Stored data

-------

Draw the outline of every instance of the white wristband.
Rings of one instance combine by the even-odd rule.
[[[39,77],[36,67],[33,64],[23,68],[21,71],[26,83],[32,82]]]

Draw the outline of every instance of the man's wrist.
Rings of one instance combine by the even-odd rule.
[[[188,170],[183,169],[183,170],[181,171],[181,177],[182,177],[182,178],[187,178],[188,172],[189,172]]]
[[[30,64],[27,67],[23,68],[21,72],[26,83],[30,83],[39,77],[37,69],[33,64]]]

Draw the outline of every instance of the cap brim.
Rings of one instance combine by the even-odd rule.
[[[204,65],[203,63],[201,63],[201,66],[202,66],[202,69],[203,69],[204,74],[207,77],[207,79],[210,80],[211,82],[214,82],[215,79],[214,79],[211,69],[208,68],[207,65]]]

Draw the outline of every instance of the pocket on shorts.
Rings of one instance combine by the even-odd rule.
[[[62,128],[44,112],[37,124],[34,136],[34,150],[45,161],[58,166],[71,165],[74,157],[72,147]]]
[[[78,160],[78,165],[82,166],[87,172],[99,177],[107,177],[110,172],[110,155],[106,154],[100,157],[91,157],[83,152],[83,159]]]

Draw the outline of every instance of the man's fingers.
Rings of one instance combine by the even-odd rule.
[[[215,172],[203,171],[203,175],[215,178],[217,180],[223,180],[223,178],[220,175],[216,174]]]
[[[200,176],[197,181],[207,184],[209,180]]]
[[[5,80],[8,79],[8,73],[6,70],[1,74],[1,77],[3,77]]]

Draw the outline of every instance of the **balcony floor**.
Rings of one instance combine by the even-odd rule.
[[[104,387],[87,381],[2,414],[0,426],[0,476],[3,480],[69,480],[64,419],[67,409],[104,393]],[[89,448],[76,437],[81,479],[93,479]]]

-------

### Problem statement
Copy each line of the entries in which the string "every" is found.

### Task solution
Draw the outline of every instance of the white wristband.
Draw the outline of every instance of the man's wrist.
Draw the outline of every instance of the cap brim.
Draw the outline of every instance of the pocket on shorts.
Draw the outline of every instance of the man's fingers.
Draw the outline of every instance of the **balcony floor**.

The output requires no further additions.